** begin Provided data **

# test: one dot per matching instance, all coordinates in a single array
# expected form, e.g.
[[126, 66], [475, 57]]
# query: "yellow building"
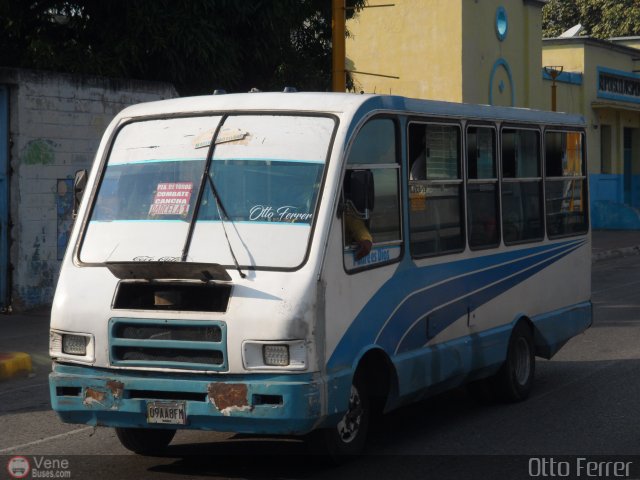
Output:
[[599, 82], [472, 51], [492, 52]]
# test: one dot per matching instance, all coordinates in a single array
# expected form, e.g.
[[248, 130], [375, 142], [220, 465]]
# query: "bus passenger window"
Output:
[[482, 188], [374, 150], [435, 189], [565, 184], [521, 186]]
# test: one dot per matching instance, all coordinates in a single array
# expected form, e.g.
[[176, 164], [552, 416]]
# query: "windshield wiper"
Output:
[[222, 211], [206, 178]]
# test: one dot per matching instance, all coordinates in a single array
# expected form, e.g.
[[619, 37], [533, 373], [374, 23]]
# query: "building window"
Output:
[[565, 184], [521, 186], [482, 188], [435, 189], [606, 164]]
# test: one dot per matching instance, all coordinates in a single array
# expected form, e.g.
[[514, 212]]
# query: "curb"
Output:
[[615, 253], [13, 363]]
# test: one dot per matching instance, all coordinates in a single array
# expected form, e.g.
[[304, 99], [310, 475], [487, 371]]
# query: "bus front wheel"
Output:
[[349, 436], [145, 441]]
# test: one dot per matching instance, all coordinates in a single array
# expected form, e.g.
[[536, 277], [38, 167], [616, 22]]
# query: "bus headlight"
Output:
[[276, 355], [75, 346], [288, 355]]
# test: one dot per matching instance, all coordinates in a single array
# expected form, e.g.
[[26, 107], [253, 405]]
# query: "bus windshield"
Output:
[[261, 192]]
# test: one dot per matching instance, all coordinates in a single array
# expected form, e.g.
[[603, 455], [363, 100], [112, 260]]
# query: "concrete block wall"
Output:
[[56, 122]]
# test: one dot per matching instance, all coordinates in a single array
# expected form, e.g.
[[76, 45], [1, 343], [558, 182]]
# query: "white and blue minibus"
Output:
[[291, 263]]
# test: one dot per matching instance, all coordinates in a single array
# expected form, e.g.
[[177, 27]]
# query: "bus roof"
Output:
[[346, 103]]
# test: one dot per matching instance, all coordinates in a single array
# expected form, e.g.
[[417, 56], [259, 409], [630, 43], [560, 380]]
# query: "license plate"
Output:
[[169, 413]]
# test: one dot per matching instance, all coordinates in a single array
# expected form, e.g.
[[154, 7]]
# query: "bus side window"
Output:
[[565, 184], [482, 188], [374, 150], [521, 186], [435, 189]]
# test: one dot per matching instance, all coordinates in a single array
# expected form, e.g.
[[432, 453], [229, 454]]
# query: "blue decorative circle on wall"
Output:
[[502, 67], [502, 24]]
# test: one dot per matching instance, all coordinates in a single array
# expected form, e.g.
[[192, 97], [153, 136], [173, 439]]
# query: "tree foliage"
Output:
[[599, 18], [197, 45]]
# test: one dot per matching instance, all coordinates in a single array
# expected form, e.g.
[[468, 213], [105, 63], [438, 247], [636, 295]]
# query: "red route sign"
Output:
[[172, 199]]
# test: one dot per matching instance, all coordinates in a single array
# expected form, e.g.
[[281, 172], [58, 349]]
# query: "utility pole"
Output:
[[338, 14], [553, 72]]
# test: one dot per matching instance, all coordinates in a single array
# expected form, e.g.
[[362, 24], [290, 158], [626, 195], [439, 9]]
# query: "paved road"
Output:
[[586, 402]]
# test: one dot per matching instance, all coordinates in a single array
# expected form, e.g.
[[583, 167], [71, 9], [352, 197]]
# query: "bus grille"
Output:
[[180, 344]]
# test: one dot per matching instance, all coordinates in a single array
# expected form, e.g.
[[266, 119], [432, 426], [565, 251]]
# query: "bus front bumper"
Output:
[[255, 404]]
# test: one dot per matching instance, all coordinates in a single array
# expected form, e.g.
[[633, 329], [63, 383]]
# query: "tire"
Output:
[[145, 441], [514, 381], [348, 438]]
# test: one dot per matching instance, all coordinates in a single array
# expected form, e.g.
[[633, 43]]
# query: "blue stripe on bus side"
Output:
[[392, 319]]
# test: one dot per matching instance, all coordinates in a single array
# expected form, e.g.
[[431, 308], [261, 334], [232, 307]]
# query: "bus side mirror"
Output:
[[79, 184], [360, 192]]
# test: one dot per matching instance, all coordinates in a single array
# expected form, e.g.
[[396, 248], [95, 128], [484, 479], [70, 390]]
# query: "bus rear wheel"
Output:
[[514, 381], [145, 441], [349, 436]]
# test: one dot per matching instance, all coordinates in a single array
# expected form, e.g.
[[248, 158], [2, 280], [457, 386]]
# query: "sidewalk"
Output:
[[24, 336], [23, 342], [607, 244]]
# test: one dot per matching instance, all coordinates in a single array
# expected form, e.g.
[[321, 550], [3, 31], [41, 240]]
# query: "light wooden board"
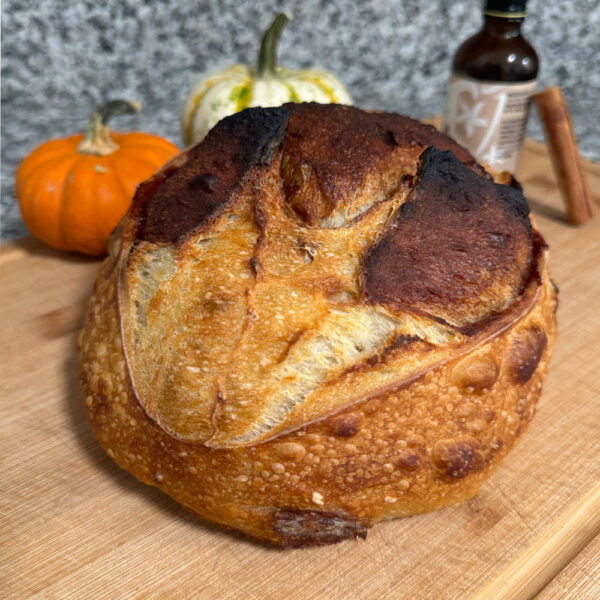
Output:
[[73, 525]]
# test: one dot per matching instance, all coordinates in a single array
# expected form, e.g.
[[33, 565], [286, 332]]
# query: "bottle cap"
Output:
[[508, 9]]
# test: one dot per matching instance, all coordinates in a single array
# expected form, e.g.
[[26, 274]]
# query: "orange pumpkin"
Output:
[[74, 191]]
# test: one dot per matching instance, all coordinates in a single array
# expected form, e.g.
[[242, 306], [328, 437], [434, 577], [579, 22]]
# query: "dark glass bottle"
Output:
[[493, 77]]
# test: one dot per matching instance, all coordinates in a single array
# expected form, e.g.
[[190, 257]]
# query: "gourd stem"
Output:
[[267, 57], [97, 138]]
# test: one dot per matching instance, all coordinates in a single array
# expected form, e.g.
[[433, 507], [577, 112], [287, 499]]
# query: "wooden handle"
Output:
[[562, 147], [531, 571]]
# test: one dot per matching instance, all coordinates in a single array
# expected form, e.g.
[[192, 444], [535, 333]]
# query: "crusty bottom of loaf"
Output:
[[425, 446]]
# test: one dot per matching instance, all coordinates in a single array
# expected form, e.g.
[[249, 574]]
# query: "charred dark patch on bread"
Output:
[[525, 353], [328, 154], [202, 187], [299, 528], [458, 249]]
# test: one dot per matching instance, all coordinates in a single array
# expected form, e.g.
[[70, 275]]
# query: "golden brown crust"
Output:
[[422, 438]]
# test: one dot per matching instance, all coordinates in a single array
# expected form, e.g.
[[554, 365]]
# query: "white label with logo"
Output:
[[489, 119]]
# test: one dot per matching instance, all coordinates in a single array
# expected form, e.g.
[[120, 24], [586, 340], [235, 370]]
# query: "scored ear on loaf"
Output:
[[318, 317]]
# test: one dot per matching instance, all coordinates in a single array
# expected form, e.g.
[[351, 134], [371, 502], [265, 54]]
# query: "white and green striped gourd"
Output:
[[242, 86]]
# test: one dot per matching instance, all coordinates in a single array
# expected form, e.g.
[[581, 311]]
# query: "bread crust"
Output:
[[420, 443]]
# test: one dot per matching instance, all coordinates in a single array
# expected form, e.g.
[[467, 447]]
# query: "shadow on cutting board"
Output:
[[93, 452]]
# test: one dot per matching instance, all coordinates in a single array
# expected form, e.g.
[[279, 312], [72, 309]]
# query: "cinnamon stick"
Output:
[[566, 162]]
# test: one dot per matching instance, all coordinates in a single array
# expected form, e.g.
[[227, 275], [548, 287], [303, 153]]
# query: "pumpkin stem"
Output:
[[267, 57], [97, 138]]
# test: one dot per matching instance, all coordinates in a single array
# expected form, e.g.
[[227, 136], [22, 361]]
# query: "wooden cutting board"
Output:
[[73, 525]]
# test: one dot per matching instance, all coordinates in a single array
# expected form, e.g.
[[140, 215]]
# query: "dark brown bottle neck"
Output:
[[502, 27]]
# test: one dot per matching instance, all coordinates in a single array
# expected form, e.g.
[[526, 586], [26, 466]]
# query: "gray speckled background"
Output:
[[62, 57]]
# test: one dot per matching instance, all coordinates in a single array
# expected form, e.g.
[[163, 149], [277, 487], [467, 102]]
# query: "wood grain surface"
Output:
[[73, 525]]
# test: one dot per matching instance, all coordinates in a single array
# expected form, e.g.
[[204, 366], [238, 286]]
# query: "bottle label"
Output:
[[489, 119]]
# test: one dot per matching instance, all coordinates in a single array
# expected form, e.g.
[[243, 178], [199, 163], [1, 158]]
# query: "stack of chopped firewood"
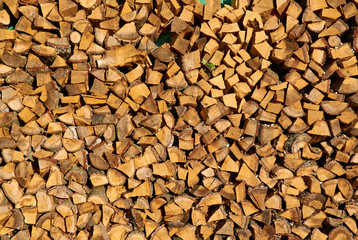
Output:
[[243, 125]]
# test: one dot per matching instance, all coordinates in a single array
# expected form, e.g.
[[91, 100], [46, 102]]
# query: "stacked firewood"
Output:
[[242, 126]]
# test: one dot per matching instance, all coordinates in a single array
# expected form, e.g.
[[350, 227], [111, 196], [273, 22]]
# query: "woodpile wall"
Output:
[[240, 124]]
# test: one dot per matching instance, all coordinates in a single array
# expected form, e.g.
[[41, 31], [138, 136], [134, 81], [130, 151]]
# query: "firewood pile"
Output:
[[242, 124]]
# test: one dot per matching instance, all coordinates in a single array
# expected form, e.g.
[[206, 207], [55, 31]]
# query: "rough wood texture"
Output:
[[242, 125]]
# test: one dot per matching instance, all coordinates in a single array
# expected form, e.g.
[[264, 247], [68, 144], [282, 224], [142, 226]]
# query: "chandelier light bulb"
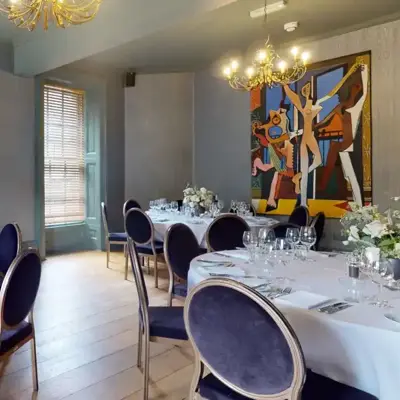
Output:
[[282, 66], [234, 65], [250, 72], [305, 57]]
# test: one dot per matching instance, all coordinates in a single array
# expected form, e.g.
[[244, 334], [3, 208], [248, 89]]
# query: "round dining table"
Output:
[[357, 346], [198, 225]]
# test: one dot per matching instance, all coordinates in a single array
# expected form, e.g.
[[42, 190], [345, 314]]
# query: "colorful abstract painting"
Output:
[[311, 141]]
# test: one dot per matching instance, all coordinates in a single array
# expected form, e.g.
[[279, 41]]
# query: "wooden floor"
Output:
[[86, 327]]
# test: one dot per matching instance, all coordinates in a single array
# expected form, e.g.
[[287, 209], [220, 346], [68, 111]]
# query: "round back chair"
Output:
[[129, 204], [226, 232], [244, 340], [10, 245], [300, 216]]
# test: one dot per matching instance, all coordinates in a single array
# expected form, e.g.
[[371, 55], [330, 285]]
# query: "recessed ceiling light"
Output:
[[271, 8]]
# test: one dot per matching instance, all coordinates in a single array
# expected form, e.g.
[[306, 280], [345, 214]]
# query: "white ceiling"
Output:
[[229, 30]]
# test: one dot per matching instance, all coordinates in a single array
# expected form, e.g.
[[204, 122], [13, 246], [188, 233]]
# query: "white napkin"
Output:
[[242, 254], [234, 271], [302, 299]]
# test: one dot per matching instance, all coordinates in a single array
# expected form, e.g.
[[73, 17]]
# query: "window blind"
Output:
[[64, 157]]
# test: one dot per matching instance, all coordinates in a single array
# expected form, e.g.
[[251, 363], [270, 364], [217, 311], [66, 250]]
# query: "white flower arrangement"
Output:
[[200, 197], [367, 228]]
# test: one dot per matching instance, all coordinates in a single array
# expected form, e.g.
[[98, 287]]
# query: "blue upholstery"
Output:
[[167, 322], [8, 247], [180, 289], [22, 288], [240, 341], [181, 247], [318, 387], [226, 232], [129, 204], [299, 216], [318, 223], [138, 226], [117, 237], [11, 338], [148, 250]]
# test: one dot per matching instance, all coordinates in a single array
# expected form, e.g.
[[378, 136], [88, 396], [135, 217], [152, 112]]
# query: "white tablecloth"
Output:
[[199, 226], [357, 346]]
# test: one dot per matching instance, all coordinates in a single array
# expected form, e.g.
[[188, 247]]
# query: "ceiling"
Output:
[[229, 30]]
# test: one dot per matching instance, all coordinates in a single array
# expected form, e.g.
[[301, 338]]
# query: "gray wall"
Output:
[[222, 140], [158, 136], [222, 159], [17, 152]]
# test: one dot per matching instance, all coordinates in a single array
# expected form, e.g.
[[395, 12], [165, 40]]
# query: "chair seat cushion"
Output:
[[319, 387], [212, 389], [10, 338], [180, 289], [117, 237], [147, 249], [167, 322]]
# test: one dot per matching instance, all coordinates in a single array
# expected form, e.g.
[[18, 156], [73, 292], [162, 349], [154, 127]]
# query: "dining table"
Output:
[[357, 346], [198, 225]]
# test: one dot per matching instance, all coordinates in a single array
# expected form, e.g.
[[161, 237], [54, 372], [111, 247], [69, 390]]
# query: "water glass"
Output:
[[250, 241]]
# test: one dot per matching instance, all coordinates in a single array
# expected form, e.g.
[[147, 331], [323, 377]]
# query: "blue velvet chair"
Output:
[[116, 238], [17, 298], [318, 223], [250, 349], [180, 247], [300, 216], [10, 246], [131, 203], [142, 233], [226, 232], [281, 227], [155, 323]]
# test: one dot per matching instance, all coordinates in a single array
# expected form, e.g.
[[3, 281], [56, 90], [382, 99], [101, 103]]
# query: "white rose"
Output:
[[375, 229], [372, 254]]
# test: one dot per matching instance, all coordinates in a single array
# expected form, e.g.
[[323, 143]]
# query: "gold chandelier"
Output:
[[27, 13], [268, 69]]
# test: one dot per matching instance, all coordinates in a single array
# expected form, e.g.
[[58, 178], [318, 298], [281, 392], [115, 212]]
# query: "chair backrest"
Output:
[[244, 340], [300, 216], [226, 232], [318, 223], [104, 217], [130, 221], [281, 227], [180, 247], [10, 245], [141, 228], [19, 288], [131, 203]]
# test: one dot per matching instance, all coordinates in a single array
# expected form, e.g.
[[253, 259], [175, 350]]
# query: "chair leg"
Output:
[[146, 368], [34, 365], [155, 271], [108, 253], [126, 262], [140, 346]]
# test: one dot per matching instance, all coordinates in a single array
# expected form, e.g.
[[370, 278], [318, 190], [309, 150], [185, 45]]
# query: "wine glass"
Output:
[[250, 241], [308, 237]]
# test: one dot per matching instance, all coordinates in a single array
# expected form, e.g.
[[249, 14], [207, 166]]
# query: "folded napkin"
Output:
[[302, 299], [242, 254], [233, 271]]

** end Provided data **

• Problem: Reproduce the records from their first line through the line containing "[[276, 355], [75, 346], [288, 355]]", with both ends included and the requests kept, shifting every coordinate in the answers by 43 while leaving the requests and their sample formats unchanged. Omit the pictures.

• Correct output:
# test: one dot per matching instance, all coordinates in a single array
# expected form, e.g.
[[126, 66], [475, 57]]
# query: "yellow building"
Output:
[[642, 125], [515, 94], [535, 95]]
# test: one dot per matching instance, all coordinates in a single array
# expected form, e.g.
[[248, 130], [375, 142], [220, 465]]
# query: "bus passenger window"
Output:
[[525, 231], [417, 193], [478, 232], [608, 227], [564, 229]]
# test: one dot per matching instance, all coordinates in a single array
# expected form, e.g.
[[176, 164], [552, 416]]
# query: "windshield wiper"
Output:
[[265, 254], [249, 221]]
# test: one dot per matching instance, all coordinates in a single array
# expected form, e.g.
[[619, 37], [533, 373], [374, 23]]
# query: "building window"
Output:
[[608, 227], [564, 229], [525, 231], [478, 232], [649, 207]]
# test: one dot per matching instance, all coordinates in a single array
# expected form, e.g.
[[514, 212]]
# query: "curb"
Output:
[[658, 296], [56, 406]]
# test: one dot per matching instance, all coordinates in a single array
# expected form, e.g.
[[304, 99], [310, 475], [487, 371]]
# query: "bus front wheel"
Output:
[[392, 479], [188, 484]]
# test: one dot per matching instance, all coordinates in a single array
# expected form, e.g.
[[536, 277], [38, 167], [616, 22]]
# query: "bus headlight"
Output:
[[319, 398], [118, 389], [331, 398]]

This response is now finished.